[Point-per-instance localization data]
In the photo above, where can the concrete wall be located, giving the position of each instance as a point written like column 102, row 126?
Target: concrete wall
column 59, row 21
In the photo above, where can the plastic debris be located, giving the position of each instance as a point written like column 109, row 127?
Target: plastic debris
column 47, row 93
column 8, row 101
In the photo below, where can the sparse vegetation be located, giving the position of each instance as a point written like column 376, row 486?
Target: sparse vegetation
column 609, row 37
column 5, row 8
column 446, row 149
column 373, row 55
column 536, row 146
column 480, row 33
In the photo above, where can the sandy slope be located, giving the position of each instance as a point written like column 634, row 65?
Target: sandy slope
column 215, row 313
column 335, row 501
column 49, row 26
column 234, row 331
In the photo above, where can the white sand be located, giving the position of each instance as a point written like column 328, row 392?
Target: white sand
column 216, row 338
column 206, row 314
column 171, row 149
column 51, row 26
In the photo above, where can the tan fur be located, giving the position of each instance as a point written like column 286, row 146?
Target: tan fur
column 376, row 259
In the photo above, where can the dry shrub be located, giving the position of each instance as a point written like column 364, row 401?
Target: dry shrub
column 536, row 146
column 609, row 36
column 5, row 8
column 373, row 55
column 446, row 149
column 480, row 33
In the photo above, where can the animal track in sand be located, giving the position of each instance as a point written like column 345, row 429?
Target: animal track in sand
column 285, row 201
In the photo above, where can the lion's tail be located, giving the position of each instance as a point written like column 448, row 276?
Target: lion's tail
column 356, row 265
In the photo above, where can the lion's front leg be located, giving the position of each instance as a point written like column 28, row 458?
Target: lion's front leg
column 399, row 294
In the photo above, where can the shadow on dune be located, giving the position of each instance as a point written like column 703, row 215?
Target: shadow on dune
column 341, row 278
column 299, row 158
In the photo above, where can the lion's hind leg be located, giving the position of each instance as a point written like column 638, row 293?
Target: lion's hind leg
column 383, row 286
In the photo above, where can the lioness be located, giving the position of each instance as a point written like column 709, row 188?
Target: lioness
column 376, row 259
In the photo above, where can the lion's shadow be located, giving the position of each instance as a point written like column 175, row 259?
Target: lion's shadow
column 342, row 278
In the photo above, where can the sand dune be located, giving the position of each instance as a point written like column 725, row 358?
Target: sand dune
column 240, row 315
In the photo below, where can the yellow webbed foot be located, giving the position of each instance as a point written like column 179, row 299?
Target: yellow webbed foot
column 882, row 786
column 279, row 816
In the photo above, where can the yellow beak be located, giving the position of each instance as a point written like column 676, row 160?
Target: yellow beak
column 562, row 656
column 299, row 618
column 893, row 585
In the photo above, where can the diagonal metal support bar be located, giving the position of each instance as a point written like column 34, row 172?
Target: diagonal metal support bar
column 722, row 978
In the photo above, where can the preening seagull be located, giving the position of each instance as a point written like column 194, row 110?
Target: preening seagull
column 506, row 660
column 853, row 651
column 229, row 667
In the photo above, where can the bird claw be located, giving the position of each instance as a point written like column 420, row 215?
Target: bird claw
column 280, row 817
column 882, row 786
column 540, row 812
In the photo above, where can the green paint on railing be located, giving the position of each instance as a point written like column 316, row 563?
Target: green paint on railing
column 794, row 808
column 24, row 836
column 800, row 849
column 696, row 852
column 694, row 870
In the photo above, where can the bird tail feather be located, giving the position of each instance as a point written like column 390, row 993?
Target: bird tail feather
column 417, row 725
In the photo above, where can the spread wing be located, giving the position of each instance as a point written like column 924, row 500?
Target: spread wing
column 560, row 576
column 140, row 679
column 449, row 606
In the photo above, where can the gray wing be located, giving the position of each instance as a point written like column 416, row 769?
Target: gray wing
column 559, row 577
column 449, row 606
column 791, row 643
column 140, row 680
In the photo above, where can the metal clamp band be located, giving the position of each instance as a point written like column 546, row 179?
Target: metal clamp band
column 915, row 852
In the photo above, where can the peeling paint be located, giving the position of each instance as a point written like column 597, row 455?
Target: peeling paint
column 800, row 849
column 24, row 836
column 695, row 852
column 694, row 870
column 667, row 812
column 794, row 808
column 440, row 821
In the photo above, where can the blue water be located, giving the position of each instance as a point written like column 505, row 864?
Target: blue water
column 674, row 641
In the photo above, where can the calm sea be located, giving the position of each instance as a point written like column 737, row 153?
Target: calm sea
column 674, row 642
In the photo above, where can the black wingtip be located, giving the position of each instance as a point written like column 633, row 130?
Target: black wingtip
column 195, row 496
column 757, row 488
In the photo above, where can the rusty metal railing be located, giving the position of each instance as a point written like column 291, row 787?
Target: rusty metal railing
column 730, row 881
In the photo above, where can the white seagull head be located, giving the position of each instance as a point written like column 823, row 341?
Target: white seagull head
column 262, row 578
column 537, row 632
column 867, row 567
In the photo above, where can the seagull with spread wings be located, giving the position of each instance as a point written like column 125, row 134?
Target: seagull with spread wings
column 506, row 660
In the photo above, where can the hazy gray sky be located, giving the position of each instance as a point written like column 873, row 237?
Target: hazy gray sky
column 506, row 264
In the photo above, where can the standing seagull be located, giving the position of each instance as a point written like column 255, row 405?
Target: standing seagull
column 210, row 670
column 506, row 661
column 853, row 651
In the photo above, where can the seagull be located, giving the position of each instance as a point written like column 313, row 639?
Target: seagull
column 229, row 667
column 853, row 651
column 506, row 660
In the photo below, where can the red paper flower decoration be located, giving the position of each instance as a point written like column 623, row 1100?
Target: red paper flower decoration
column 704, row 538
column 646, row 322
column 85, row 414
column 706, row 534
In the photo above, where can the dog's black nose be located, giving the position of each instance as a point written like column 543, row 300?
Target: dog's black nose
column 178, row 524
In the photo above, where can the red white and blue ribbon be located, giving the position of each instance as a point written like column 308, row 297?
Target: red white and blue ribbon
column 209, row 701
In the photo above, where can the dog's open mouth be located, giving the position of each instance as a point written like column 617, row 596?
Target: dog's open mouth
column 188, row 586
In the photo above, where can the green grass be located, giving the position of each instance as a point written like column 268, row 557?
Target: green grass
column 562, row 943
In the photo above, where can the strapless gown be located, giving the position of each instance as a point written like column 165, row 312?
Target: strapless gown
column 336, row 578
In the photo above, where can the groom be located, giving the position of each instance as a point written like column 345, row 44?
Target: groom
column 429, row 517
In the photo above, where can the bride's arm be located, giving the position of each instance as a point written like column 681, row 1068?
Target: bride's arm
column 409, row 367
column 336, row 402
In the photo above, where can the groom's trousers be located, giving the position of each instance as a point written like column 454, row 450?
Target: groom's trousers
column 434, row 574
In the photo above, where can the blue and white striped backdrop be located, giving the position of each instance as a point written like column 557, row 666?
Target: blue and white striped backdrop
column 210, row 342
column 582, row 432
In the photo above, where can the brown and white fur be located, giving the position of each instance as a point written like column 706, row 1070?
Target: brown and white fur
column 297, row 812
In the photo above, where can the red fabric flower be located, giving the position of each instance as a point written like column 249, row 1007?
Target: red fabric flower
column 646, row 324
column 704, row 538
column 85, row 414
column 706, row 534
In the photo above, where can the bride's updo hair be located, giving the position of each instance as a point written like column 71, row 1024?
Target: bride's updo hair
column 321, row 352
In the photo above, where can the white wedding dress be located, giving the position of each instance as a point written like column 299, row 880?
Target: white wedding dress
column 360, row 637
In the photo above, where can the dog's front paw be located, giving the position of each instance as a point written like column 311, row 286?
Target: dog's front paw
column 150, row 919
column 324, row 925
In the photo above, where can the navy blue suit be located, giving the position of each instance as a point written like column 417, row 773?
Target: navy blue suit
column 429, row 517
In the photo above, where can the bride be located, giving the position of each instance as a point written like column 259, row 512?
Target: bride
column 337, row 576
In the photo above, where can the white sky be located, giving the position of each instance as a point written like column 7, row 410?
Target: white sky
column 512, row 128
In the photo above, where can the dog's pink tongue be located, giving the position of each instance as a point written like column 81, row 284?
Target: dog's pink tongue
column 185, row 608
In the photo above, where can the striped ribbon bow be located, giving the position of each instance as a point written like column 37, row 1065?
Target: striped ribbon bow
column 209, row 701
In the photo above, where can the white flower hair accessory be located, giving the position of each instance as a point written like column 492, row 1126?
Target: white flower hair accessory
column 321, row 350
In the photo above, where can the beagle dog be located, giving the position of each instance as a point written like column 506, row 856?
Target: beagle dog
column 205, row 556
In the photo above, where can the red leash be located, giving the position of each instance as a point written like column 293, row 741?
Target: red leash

*The task:* Among the records above, only the lines between the line holding "In the photo below, where can the red" and the line holding "In the photo above, where can the red white", inclusive, are to be output, exactly as written.

*Task output:*
In the photo below, where can the red paper flower decoration be located, giving the position of each instance as a point written like column 623, row 1100?
Target: red paper flower decoration
column 704, row 538
column 646, row 322
column 85, row 414
column 706, row 534
In the photo above, where can the dog's black nose be located, giving the position of each instance as a point written like column 543, row 300?
Target: dog's black nose
column 178, row 524
In the photo above, where can the red white and blue ribbon be located, giving the position of each instance as a point written like column 308, row 297?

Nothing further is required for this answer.